Further scope of applicability of the present invention will become apparent from the detailed description given hereinafter. However, it should be understood that the detailed description and specific examples, while indicating preferred embodiments of the invention, are given by way of illustration only, since various changes and modifications within the spirit and scope of the invention will become apparent to those skilled in the art from this detailed description.

BRIEF DESCRIPTION OF THE DRAWINGS

The present invention will become more fully understood from the detailed description given hereinbelow and the accompanying drawings which are given by way of illustration only, and thus are not limiting the present invention, and wherein:

FIG. 1 illustrates schematically an image-forming apparatus according to a first embodiment of the invention;

FIG. 2 is a fragmentary perspective view as seen from a fixing unit, illustrating a sensor unit and a belt unit;

FIG. 3 is a front view as seen from the fixing unit, illustrating a sensor unit and a belt unit;

FIG. 4 is a top view of the sensor unit as seen from a transfer belt in a direction shown by arrow E in FIG. 1;

FIG. 5 is a top view of the sensor unit as seen from the transfer belt in the E direction (FIG. 1), illustrating a shutter when it is open;

FIG. 6A illustrates the direction of travel of light emitted from a density sensor when the color calibration is performed;

FIG. 6B illustrates the direction of travel of light emitted from the density sensor when black calibration is performed;

FIGS. 7A and 7B illustrate the relationship between the light input to the density sensor and the output from the density sensor;

FIG. 8 illustrates a configuration of a density detecting circuit;

FIG. 9 illustrates a control block of the present invention;

FIG. 10 is a flowchart that illustrates the overall operation of the image-forming apparatus according to the invention;

FIG. 11 is a flowchart that illustrates the procedure for calibrating the density sensor when color toners are used;

FIG. 12 illustrates the relationship between the individual steps in the calibration procedure and the settings of a digital-to-analog converter;

FIG. 13 is a flowchart, illustrating the procedure for calibrating the density sensor when black toner is used;

FIG. 14 is a flowchart, illustrating the procedure for performing density correction;

FIGS. 15 and 16 are top views, illustrating a modification to the first embodiment;

FIG. 17 is a perspective view, illustrating a second embodiment;

FIG. 18 is a side view, illustrating the positional relationship between a blade and sensor cover;

FIG. 19 is a perspective view of a pertinent portion of a third embodiment;

FIGS. 20 and 21 are a perspective view and an exploded view, respectively, illustrating a mechanism in FIG. 1 for opening and closing a shutter according to a fourth embodiment;

FIG. 22A is a perspective view, illustrating the mechanism for opening and closing the shutter when the shutter is at a closing position;

FIG. 22B is a side view of FIG. 22A;

FIG. 22C illustrates the positional relationship between a first gear and a second gear;

FIG. 23A is a perspective view, illustrating the mechanism for opening and closing the shutter when the shutter is at an opening position;

FIG. 23B is a side view of FIG. 23A;

FIGS. 24A and 24B illustrate the operation of a gear train formed of gears;

FIG. 25 is a block diagram, illustrating a control system for the image-forming apparatus;

FIG. 26 illustrates a configuration of an image-forming apparatus according to a fifth embodiment;

FIGS. 27–29 illustrate the mechanism (FIG. 26) for opening and closing the shutter;

FIGS. 30A and 30B illustrate a drive system for opening and closing the shutter; and

FIG. 31 illustrates the shutter and the configuration for opening and closing the shutter according to a sixth embodiment.
—————
* _Aim 1_:
Rewrite the drawing descriptions starting at "FIGS. 30A and" and ending at "a sixth embodiment.", swapping "drive system" for "drive unit".
* _Aim 2_:
Write the next part of the drawing descriptions, picking up after their final sentence.

* _Stored data_:
—————
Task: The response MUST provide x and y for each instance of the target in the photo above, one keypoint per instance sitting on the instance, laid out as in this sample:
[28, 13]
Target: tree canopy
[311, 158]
—————
* _Task response 1_:
FIGS. 30A and 30B illustrate a drive unit for opening and closing the shutter; and

FIG. 31 illustrates the shutter and the configuration for opening and closing the shutter according to a sixth embodiment.

* _Task response 2_:
DESCRIPTION OF THE INVENTION

FIRST EMBODIMENT

FIG. 1 illustrates schematically an image-forming apparatus according to a first embodiment of the invention.

This image-forming apparatus forms color images by the use of electrophotography, and takes the form of a tandem type image forming apparatus that includes image-forming sections 2K, 2Y, 2M, and 2C for black, yellow, magenta, and cyan images. The image-forming sections 2K, 2Y, 2M, and 2C are aligned in this order along the direction of travel of recording paper P, as indicated by arrow A in FIG. 1.

The image-forming section 2K includes a photoconductive drum 20 driven in clockwise rotation by a drum motor 419K (FIG. 25). Disposed around the photoconductive drum 20 are a charging roller 21, an LED head 22, and a developing unit 23. The developing unit 23 incorporates a developing roller 23a, a toner-supplying roller 23b, and a toner chamber 23c therein. The toner chamber 23c holds black toner therein. There is provided a transfer roller 24, so that the recording paper P is sandwiched between the photoconductive drum 20 and the transfer roller 24.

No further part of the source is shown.